-- Exercise details --
Pull every line of the listing below out verbatim, leaving the pictures out of your answer.

-- Provided records --
⟨
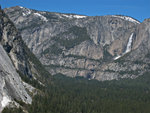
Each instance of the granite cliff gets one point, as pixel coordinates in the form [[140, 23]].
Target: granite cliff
[[99, 47]]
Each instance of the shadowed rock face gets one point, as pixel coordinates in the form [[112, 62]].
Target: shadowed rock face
[[11, 84], [101, 47], [15, 60]]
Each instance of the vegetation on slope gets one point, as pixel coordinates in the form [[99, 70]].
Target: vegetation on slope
[[79, 95]]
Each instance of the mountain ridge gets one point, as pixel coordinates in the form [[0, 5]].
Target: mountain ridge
[[82, 46]]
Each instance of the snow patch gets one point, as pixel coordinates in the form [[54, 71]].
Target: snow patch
[[74, 16], [41, 16], [5, 101], [128, 49], [117, 57], [26, 11], [21, 7], [127, 18]]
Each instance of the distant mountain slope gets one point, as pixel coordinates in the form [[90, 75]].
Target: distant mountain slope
[[16, 60], [98, 47]]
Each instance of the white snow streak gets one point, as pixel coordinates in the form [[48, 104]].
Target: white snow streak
[[127, 18], [5, 101], [26, 11], [117, 57], [41, 16], [128, 49], [74, 16]]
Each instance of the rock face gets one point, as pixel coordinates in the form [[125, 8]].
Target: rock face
[[100, 47], [15, 60]]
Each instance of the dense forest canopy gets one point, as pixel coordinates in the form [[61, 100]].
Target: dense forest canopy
[[80, 95]]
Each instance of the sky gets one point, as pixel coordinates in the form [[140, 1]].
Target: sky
[[138, 9]]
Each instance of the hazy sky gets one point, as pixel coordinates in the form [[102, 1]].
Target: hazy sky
[[139, 9]]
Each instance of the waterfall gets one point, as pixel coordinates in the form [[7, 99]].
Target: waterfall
[[128, 49]]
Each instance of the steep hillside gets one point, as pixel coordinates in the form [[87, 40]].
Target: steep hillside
[[16, 60], [76, 45]]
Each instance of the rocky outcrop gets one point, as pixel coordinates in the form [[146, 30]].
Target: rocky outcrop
[[15, 60], [100, 47]]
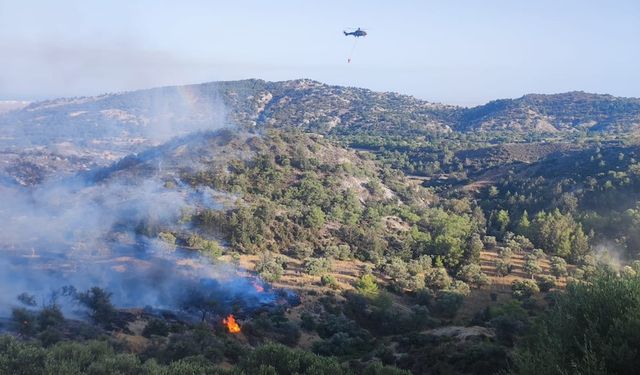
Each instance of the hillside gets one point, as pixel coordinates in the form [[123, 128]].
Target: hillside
[[361, 232], [150, 115], [559, 112]]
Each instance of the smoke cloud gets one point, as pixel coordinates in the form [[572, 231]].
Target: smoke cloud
[[91, 228]]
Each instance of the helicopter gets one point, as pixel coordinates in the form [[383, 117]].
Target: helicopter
[[358, 33]]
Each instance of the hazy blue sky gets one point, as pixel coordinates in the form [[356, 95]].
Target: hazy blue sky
[[460, 52]]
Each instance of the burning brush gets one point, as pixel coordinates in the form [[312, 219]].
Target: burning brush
[[231, 324]]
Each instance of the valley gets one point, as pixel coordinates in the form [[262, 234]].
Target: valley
[[346, 230]]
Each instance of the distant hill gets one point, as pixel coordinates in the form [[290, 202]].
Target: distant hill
[[156, 114], [573, 110]]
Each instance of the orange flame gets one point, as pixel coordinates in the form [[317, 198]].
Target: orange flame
[[259, 288], [231, 324]]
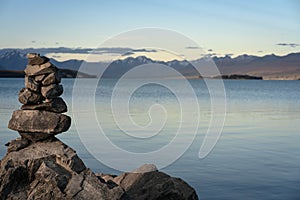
⟩
-- Result for this exercise --
Each instance of the granite cliff gets one point, as pixel coordinates in the form [[140, 23]].
Target: granite cliff
[[99, 47]]
Each instance of the shadowed rock face gets one point, as pixel coordinates in the form [[112, 62]].
Target: shadowed rock face
[[11, 84], [101, 47], [15, 60]]
Each instance of the vegetation on slope gets one point, as pixel coordinates in the form [[99, 70]].
Target: vegetation on slope
[[79, 95]]
Each instance of the mountain ridge gets one point, as pixel coordinates in the form [[0, 5]].
Target: mountain ridge
[[82, 46]]
Each instance of the snow patch gets one point, as pixel coordinates in the form [[54, 71]].
Target: snow patch
[[74, 16], [41, 16], [5, 101], [128, 49], [117, 57], [26, 11], [21, 7], [127, 18]]
Each instance of the distant mountain slope gets one point, as pixel coordinates in the form [[90, 75]].
Target: distant mountain slope
[[16, 60], [98, 47]]
Each instance of the white snow streak gets one point, as pixel coordinates in the form [[48, 104]].
Target: white snow streak
[[127, 18], [5, 101], [26, 11], [117, 57], [41, 16], [128, 49], [74, 16]]
Each instance of the rock face gets one point, as pixel coordinates in the form [[125, 8]].
Target: rock face
[[100, 47], [15, 60]]
Each instance of the dense forest canopy gets one point, as pixel coordinates in the form [[61, 100]].
Target: dense forest canopy
[[80, 95]]
Each instance of the sky gets one point, as pixel coordinates in the form [[140, 1]].
Target: sky
[[138, 9]]
Each instance of the hazy sky gets one point, as pixel coordinates in the form [[102, 1]].
Target: hazy sky
[[139, 9]]
Each instance of the waterfall gets one point, as pixel coordinates in the form [[7, 99]].
Target: waterfall
[[128, 49]]
Each instance of the steep hillside gets one point, as pixel coordinates in the form [[87, 40]].
Target: steep hillside
[[16, 60], [76, 45]]
Each instance of the rocky outcrop gets one point, as pixel coordinates in the form [[146, 30]].
Target: rocky outcrop
[[15, 60], [100, 47]]
Each instance of the hillside gets one point, as pixel coordinates in the form [[123, 128]].
Target: hillside
[[361, 232], [150, 115], [559, 112]]
Each instance of the smoke cloud gets one point, as pixel coordinates in the form [[572, 231]].
Target: smoke cloud
[[91, 228]]
Each instance of the helicopter gets one point, as pixel coordinates in the form [[383, 117]].
Target: helicopter
[[358, 33]]
Each instance of the hazy blue sky gets one point, as pixel coordinates in the form [[356, 95]].
Target: hazy blue sky
[[460, 52]]
Each instance of the burning brush gets one point, as pixel coordinates in the form [[312, 219]].
Target: burning brush
[[231, 324]]
Each instance of the valley gets one point, as pixel coordinates in the form [[262, 234]].
Target: valley
[[346, 230]]
Each instance of the distant hill gets one point, as pixel coordinates in the form [[290, 202]].
Target: distant hill
[[156, 114], [573, 110]]
Each instance of the orange flame gets one point, as pixel coordinates in the form [[317, 198]].
Target: orange flame
[[259, 288], [231, 324]]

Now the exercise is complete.